WHAT YOU NEED TO DO:
Could you copy every line of the data that contains "below"?

- - - - - - -

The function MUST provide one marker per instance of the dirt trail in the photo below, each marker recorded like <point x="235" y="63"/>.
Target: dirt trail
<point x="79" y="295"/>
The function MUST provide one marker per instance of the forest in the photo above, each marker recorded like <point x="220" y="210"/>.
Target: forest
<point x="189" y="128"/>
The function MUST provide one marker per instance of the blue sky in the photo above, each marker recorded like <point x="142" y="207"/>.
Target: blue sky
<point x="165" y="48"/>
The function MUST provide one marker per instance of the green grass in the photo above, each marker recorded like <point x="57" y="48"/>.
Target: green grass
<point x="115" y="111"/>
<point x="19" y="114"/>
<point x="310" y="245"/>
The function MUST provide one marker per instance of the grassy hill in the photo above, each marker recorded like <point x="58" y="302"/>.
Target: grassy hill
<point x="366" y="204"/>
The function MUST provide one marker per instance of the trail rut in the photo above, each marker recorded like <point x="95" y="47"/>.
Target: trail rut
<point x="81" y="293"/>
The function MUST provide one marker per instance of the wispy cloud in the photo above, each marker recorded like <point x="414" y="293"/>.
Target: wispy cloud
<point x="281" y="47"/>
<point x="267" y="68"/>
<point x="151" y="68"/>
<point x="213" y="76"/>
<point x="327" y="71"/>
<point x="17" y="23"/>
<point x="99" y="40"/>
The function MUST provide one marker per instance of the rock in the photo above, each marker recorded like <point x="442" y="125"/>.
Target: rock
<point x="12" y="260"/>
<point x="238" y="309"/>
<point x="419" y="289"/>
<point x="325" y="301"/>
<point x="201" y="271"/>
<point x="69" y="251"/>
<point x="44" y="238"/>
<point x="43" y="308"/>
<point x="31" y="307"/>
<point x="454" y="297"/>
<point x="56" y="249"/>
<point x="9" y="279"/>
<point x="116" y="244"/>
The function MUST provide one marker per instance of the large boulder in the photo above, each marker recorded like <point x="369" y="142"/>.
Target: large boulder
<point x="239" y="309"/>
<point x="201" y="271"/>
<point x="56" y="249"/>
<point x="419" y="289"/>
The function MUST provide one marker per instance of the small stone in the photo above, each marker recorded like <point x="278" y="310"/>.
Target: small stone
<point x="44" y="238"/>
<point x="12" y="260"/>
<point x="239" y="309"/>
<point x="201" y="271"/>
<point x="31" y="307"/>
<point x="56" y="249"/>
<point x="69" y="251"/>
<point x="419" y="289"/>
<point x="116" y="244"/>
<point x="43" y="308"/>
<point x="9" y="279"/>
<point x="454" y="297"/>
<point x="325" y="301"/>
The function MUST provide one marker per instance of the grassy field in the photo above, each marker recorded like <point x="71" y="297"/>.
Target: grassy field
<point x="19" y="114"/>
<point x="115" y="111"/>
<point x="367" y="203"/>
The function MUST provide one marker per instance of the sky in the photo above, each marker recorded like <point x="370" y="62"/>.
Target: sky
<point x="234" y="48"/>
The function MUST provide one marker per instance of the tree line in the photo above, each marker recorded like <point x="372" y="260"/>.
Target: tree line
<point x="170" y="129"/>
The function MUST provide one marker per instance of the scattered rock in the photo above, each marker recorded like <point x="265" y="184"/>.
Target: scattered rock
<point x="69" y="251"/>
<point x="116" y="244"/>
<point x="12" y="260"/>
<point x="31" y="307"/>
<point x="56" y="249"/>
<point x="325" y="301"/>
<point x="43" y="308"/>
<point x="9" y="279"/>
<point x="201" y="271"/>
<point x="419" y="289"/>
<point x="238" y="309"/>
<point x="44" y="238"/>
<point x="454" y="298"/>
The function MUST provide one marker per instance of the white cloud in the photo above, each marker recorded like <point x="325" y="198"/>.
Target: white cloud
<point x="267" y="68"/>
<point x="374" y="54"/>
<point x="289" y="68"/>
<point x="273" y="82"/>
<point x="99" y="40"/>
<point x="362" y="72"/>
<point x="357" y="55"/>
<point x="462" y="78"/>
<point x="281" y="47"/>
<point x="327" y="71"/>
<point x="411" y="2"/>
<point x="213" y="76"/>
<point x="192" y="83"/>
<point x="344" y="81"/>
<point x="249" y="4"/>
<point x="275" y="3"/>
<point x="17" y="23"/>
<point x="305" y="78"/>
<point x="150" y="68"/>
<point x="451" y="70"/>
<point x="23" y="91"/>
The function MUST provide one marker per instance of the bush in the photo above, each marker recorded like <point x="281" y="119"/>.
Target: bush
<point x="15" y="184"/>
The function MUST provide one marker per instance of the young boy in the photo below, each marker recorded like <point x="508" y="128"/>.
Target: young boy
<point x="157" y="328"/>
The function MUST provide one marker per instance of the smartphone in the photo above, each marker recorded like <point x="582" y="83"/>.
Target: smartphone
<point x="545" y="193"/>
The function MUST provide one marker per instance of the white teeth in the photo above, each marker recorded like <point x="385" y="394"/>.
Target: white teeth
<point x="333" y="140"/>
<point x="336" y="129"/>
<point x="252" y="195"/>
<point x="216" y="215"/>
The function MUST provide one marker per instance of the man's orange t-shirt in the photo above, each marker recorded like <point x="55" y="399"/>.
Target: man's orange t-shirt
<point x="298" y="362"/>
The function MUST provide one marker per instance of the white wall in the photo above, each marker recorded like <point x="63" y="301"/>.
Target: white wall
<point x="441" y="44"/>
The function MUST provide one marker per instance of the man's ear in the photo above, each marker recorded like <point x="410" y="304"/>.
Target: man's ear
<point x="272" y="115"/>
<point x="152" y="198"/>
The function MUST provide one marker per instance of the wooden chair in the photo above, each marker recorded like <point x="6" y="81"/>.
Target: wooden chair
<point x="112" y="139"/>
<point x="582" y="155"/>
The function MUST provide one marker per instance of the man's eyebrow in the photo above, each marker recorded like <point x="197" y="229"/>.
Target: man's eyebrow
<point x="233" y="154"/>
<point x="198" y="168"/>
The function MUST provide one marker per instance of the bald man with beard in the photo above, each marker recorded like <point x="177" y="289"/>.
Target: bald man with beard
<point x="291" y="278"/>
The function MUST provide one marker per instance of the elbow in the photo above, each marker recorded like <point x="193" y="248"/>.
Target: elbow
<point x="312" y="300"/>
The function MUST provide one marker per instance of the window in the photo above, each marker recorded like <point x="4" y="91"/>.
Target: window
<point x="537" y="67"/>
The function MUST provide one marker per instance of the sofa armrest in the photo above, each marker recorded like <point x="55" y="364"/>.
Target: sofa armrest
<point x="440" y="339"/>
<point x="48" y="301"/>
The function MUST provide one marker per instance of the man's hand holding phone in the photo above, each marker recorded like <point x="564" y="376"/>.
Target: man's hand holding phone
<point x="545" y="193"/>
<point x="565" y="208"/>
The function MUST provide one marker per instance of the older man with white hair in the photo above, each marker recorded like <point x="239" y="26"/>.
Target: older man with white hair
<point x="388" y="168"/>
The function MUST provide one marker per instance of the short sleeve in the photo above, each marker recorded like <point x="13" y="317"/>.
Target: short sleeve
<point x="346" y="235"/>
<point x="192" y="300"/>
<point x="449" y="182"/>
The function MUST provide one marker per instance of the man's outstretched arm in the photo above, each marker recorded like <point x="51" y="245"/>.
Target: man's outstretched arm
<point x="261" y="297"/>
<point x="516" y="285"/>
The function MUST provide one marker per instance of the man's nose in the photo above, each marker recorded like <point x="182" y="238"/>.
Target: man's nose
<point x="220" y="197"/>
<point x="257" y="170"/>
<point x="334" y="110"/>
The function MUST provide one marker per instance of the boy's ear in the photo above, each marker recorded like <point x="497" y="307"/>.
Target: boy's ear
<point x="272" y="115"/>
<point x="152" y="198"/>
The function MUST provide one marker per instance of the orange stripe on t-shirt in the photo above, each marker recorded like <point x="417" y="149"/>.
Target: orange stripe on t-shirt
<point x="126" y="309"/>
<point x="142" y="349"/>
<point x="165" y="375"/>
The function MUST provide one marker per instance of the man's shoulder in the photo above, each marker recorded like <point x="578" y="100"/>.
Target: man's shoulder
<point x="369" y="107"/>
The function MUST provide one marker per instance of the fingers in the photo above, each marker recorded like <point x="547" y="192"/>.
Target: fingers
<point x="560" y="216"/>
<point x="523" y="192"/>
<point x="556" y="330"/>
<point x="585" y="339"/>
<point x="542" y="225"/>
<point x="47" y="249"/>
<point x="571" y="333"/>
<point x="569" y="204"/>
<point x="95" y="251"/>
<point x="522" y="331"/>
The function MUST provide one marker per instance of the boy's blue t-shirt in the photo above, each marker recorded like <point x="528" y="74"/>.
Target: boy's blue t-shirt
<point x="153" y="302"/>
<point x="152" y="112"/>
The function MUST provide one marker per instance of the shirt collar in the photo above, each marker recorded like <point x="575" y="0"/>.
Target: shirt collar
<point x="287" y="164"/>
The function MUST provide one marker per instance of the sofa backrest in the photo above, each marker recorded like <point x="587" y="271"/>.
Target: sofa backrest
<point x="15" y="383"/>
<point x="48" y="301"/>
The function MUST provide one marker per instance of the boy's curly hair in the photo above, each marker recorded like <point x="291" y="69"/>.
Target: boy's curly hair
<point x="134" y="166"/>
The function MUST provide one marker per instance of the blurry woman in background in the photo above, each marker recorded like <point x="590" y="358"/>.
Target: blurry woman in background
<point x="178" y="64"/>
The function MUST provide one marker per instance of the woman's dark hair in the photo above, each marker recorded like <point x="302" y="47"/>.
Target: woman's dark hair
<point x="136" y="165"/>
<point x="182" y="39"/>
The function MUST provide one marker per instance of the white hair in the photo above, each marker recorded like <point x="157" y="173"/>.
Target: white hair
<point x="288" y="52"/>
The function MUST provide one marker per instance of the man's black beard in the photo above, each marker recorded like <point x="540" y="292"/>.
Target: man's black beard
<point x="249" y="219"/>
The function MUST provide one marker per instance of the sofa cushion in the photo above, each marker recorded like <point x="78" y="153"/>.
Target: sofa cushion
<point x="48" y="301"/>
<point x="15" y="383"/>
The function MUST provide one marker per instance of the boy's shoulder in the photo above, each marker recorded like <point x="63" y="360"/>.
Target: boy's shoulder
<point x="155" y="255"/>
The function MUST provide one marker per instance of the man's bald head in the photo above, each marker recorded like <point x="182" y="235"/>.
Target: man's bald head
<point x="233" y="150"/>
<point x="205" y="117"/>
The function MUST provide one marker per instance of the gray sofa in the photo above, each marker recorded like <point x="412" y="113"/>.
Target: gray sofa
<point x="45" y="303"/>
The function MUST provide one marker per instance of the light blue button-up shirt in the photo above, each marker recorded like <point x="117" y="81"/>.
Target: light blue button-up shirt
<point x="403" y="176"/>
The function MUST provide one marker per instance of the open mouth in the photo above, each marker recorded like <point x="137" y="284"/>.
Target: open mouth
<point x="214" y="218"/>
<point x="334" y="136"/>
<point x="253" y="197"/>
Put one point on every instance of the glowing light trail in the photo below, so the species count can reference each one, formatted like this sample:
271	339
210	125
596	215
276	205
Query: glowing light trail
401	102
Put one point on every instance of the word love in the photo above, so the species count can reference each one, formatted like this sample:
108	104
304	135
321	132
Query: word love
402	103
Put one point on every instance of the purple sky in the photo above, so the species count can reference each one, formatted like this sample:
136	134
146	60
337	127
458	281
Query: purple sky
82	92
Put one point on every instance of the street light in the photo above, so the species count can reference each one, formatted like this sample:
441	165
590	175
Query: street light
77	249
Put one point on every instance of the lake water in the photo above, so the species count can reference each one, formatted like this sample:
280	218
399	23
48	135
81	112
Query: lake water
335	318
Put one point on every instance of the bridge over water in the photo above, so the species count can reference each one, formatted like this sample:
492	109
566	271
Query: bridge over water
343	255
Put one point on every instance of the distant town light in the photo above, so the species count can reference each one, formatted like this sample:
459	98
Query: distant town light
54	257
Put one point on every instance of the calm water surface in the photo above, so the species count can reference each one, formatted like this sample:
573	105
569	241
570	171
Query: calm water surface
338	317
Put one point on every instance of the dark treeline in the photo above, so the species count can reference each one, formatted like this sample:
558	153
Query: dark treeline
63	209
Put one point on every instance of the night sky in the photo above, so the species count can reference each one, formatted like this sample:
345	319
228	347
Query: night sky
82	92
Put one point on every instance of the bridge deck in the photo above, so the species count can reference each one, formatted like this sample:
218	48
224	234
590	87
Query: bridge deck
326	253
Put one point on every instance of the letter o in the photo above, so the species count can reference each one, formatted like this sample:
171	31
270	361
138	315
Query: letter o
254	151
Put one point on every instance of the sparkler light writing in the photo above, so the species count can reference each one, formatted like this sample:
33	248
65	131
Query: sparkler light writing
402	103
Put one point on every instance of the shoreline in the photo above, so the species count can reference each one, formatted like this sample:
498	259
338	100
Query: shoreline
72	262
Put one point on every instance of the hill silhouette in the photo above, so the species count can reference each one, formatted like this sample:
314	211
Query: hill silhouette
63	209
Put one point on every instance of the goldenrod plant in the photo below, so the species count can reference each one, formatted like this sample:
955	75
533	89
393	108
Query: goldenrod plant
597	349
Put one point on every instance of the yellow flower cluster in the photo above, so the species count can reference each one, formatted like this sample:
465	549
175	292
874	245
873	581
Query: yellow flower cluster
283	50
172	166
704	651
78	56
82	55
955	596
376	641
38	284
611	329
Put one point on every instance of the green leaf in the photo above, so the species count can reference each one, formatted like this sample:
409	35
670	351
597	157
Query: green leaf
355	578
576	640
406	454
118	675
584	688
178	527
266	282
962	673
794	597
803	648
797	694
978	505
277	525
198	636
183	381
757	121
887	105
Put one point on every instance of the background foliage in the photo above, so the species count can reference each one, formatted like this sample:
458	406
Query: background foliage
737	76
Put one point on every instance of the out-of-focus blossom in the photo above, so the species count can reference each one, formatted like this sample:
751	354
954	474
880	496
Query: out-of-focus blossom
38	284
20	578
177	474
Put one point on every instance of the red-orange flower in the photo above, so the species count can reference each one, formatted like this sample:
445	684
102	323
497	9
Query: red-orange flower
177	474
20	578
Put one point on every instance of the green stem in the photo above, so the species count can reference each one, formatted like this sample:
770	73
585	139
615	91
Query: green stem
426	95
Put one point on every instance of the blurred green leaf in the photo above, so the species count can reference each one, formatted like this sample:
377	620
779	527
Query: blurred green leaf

- - - - - - -

THE ANSWER:
The function MUST provide one marker per instance of the dirt trail in the photo below, each marker recorded like <point x="235" y="63"/>.
The function MUST provide one marker per instance of the young boy in the photo below, each marker recorded like <point x="508" y="128"/>.
Put one point on every instance of the glowing light trail in the photo below, so the species count can reference each one, formatted like this sample:
Put one point on every instance of the goldenrod plant in the photo below, so the species count can reference each one, formatted like this sample:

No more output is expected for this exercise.